Segment Open

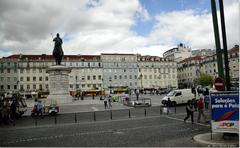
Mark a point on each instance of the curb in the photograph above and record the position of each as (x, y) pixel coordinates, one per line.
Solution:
(217, 140)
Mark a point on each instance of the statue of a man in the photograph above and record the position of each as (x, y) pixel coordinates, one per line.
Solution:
(57, 51)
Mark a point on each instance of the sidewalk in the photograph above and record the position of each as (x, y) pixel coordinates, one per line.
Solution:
(217, 140)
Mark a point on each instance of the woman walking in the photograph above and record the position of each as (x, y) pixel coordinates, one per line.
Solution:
(189, 110)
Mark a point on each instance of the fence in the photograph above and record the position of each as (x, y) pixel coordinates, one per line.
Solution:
(81, 117)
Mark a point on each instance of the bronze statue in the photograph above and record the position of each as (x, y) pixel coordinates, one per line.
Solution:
(57, 51)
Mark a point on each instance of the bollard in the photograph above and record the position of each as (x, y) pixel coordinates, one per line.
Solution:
(75, 118)
(111, 114)
(94, 116)
(160, 110)
(129, 113)
(55, 120)
(35, 121)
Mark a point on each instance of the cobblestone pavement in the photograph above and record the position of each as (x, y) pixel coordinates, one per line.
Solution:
(140, 131)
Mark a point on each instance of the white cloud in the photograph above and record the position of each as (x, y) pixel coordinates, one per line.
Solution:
(195, 27)
(97, 26)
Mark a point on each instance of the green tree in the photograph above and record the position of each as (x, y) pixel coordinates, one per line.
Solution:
(205, 79)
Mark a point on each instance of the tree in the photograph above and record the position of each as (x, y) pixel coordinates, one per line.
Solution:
(205, 79)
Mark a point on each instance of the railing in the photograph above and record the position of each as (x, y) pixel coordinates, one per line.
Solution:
(86, 117)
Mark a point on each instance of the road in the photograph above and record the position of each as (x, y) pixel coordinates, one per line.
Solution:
(86, 124)
(141, 131)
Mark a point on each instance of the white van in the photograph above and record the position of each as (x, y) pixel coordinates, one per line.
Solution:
(178, 96)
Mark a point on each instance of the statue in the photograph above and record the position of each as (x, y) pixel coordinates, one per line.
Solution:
(57, 51)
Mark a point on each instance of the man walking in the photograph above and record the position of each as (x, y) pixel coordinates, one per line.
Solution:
(190, 111)
(201, 109)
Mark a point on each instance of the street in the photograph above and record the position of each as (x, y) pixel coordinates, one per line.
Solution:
(87, 123)
(141, 131)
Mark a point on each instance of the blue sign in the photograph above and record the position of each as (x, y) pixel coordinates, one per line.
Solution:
(225, 111)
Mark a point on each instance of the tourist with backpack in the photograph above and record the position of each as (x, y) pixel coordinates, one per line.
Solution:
(201, 109)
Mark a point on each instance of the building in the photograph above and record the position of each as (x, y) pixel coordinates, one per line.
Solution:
(119, 70)
(203, 52)
(190, 68)
(27, 73)
(179, 53)
(189, 71)
(156, 72)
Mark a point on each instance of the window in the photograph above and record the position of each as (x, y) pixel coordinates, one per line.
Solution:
(178, 94)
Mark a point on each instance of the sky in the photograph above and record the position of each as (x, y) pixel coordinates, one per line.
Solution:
(146, 27)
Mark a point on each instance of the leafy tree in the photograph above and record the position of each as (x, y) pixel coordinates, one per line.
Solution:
(205, 79)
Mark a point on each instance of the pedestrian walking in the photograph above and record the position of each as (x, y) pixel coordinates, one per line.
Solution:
(201, 109)
(169, 104)
(105, 103)
(137, 93)
(39, 108)
(190, 110)
(110, 102)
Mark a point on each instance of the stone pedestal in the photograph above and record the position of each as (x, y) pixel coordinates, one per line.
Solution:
(59, 83)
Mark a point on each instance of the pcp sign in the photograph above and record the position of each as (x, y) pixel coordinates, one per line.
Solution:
(225, 111)
(219, 84)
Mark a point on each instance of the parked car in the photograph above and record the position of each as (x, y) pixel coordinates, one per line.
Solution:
(178, 96)
(50, 107)
(146, 102)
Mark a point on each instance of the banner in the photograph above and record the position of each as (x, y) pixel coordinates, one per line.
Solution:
(225, 111)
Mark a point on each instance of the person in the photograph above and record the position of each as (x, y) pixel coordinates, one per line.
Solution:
(109, 102)
(137, 93)
(169, 103)
(39, 108)
(201, 109)
(57, 51)
(190, 111)
(105, 103)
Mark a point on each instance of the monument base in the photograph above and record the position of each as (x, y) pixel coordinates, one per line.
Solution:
(59, 83)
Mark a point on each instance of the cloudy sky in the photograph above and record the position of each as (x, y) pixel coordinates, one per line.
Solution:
(148, 27)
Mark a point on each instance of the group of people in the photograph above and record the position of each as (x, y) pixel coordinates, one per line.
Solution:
(108, 102)
(37, 108)
(11, 109)
(193, 106)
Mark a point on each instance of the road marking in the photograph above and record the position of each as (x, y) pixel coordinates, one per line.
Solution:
(95, 109)
(186, 121)
(119, 131)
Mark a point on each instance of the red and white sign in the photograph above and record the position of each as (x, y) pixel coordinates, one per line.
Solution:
(219, 84)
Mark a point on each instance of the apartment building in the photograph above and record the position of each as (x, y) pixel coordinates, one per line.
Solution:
(189, 71)
(190, 68)
(156, 72)
(179, 53)
(27, 73)
(119, 70)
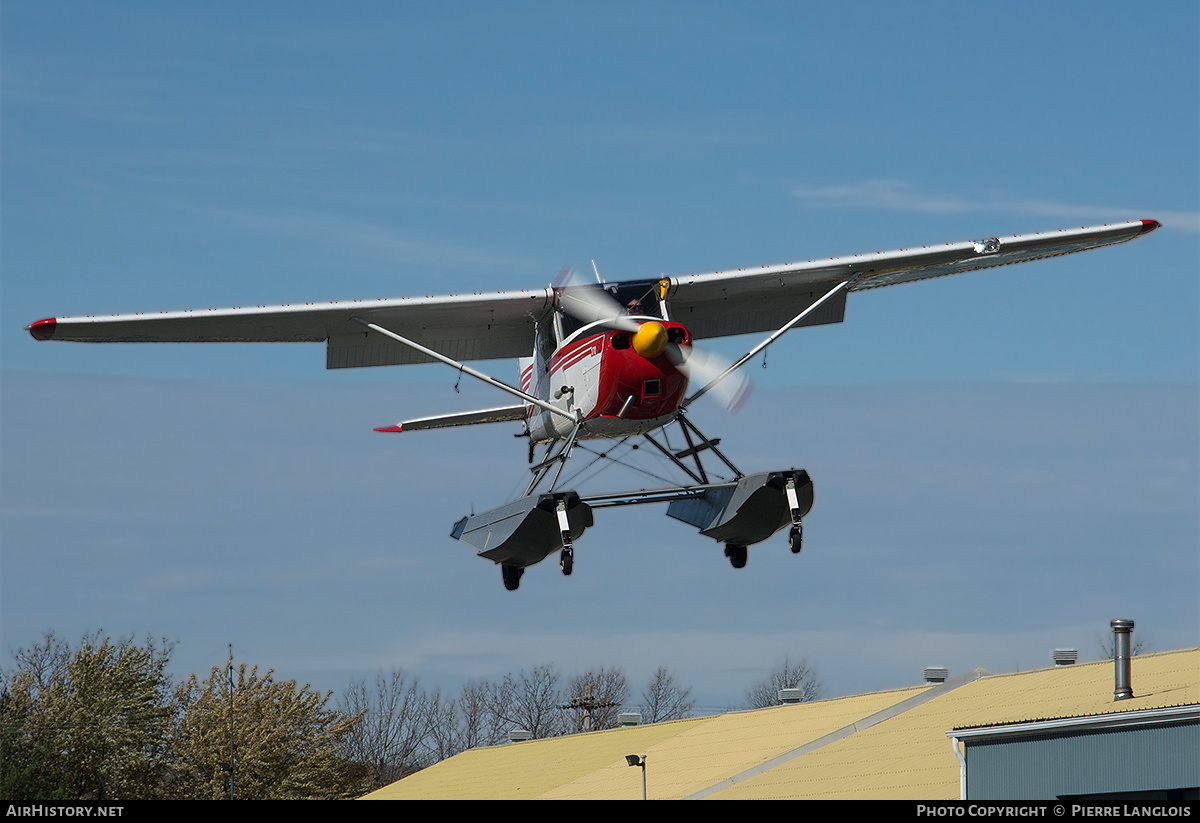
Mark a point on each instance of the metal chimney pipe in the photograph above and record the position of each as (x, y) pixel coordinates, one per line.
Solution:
(1121, 655)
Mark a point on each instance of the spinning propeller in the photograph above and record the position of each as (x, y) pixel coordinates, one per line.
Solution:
(591, 302)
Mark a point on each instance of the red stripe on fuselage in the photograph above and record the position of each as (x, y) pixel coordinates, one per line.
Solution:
(624, 373)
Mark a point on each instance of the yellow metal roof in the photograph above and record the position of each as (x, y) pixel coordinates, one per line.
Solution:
(882, 745)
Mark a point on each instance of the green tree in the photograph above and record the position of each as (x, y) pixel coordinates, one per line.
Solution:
(87, 724)
(286, 743)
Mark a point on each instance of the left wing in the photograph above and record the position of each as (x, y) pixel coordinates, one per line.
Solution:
(463, 326)
(763, 299)
(460, 419)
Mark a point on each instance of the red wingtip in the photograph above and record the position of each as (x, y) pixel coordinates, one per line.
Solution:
(42, 329)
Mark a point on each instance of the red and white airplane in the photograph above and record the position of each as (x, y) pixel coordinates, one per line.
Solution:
(607, 360)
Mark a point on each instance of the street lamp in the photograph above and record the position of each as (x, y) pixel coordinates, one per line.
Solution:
(634, 760)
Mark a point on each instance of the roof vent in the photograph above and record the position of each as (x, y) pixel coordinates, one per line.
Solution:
(791, 695)
(1122, 630)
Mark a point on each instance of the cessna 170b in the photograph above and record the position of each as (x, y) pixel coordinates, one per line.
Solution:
(609, 360)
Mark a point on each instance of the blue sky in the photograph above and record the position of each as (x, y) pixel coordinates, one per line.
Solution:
(1003, 461)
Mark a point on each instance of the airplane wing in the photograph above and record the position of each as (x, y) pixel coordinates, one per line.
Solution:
(460, 419)
(483, 326)
(763, 299)
(478, 326)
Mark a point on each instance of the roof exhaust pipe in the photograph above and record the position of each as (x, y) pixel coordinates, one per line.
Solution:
(1122, 630)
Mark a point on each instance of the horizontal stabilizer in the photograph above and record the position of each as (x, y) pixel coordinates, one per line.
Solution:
(460, 419)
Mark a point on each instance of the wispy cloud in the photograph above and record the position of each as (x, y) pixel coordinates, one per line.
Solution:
(903, 196)
(372, 240)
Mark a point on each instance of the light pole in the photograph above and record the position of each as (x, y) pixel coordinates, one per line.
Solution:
(634, 760)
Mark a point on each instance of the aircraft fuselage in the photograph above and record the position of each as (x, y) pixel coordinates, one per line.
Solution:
(619, 385)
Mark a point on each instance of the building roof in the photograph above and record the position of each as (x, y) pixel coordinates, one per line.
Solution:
(888, 744)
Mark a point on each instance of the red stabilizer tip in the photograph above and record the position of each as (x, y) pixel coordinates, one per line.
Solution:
(42, 329)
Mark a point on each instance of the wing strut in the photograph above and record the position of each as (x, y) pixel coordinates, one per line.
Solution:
(467, 370)
(771, 340)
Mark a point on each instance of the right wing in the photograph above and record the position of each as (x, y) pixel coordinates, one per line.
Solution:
(763, 299)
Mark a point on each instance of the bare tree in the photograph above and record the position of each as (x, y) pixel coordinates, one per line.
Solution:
(397, 720)
(665, 700)
(529, 701)
(787, 676)
(595, 700)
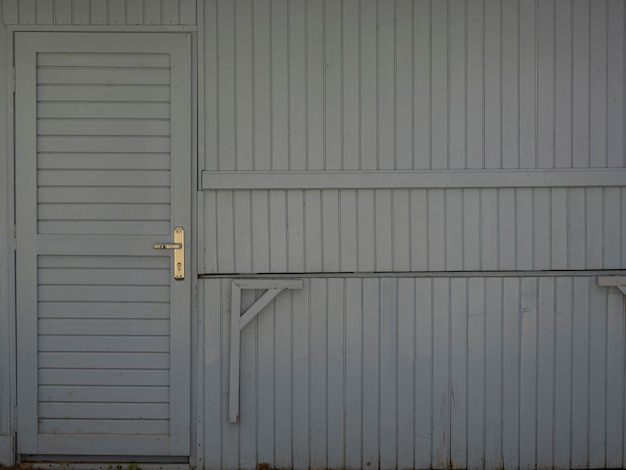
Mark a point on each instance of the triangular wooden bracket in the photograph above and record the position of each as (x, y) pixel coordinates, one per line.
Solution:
(613, 281)
(238, 320)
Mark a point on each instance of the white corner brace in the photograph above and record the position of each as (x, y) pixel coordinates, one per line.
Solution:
(238, 320)
(613, 281)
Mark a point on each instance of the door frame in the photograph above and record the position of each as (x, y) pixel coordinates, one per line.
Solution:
(196, 76)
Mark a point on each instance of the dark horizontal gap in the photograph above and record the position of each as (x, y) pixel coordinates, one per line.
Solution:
(417, 274)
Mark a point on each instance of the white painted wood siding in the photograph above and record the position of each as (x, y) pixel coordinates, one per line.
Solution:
(324, 88)
(516, 372)
(99, 12)
(312, 85)
(7, 324)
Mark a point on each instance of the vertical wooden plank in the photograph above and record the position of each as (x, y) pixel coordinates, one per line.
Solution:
(436, 227)
(401, 244)
(383, 225)
(368, 26)
(366, 230)
(301, 371)
(493, 83)
(563, 125)
(336, 373)
(615, 88)
(611, 228)
(63, 11)
(283, 379)
(597, 374)
(313, 234)
(528, 373)
(439, 86)
(213, 312)
(295, 231)
(457, 153)
(476, 361)
(558, 229)
(348, 221)
(388, 373)
(10, 11)
(262, 107)
(260, 232)
(471, 229)
(458, 372)
(506, 217)
(169, 12)
(406, 373)
(278, 248)
(244, 88)
(315, 85)
(350, 89)
(332, 224)
(441, 373)
(421, 84)
(152, 12)
(615, 378)
(475, 84)
(211, 75)
(580, 374)
(546, 372)
(134, 12)
(493, 373)
(249, 403)
(598, 81)
(280, 84)
(527, 85)
(229, 451)
(371, 379)
(27, 12)
(210, 232)
(510, 84)
(423, 373)
(226, 125)
(332, 86)
(454, 229)
(489, 229)
(524, 225)
(404, 84)
(187, 12)
(117, 12)
(541, 225)
(44, 12)
(580, 85)
(385, 52)
(511, 373)
(243, 231)
(418, 206)
(267, 342)
(594, 224)
(353, 372)
(545, 83)
(297, 85)
(563, 367)
(225, 232)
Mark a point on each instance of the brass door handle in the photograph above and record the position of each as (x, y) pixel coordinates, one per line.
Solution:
(179, 252)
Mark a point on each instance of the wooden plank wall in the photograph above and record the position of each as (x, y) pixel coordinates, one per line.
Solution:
(7, 354)
(99, 12)
(515, 372)
(413, 85)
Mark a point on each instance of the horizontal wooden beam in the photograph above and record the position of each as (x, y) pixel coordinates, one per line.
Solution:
(412, 179)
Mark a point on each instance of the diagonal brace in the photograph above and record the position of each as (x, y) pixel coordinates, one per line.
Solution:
(239, 320)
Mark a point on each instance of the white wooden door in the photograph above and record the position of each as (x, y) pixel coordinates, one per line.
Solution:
(103, 158)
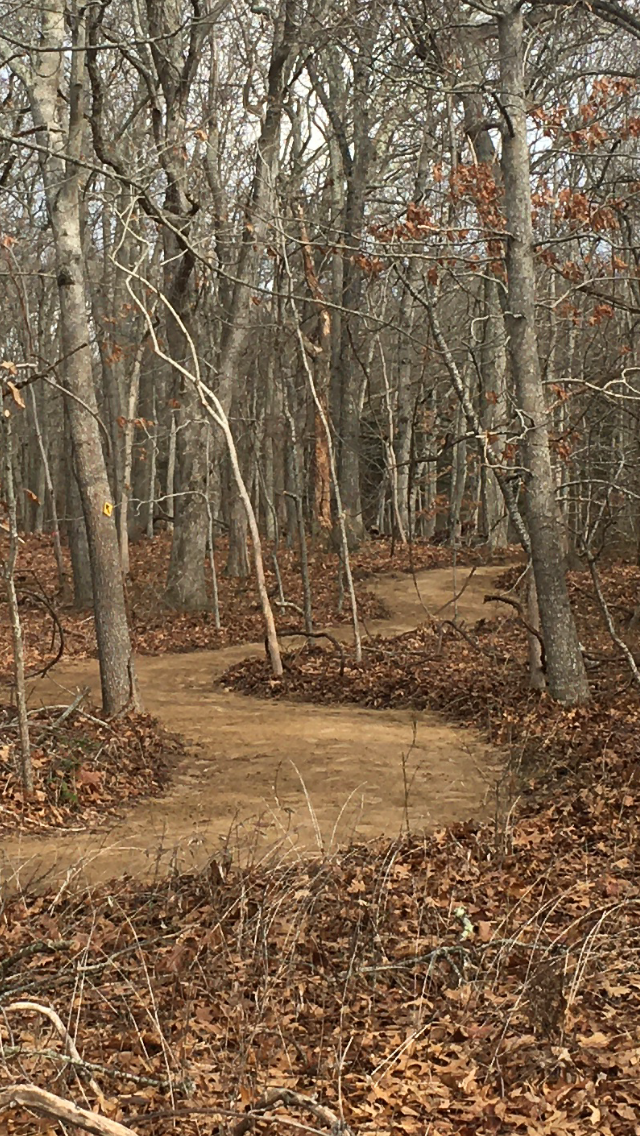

Segment Closed

▶ ACTIVITY
Pull every line containing the word "metal" out of the material and copy it.

▶ TASK OUTPUT
Mark a point on each instance of the metal chimney pipe in the photograph above and record the position of each as (x, y) pixel coordinates, one per line.
Mark a point on each instance of the yellow metal roof in the photograph above and record the position of each as (x, y) pixel coordinates, one per line.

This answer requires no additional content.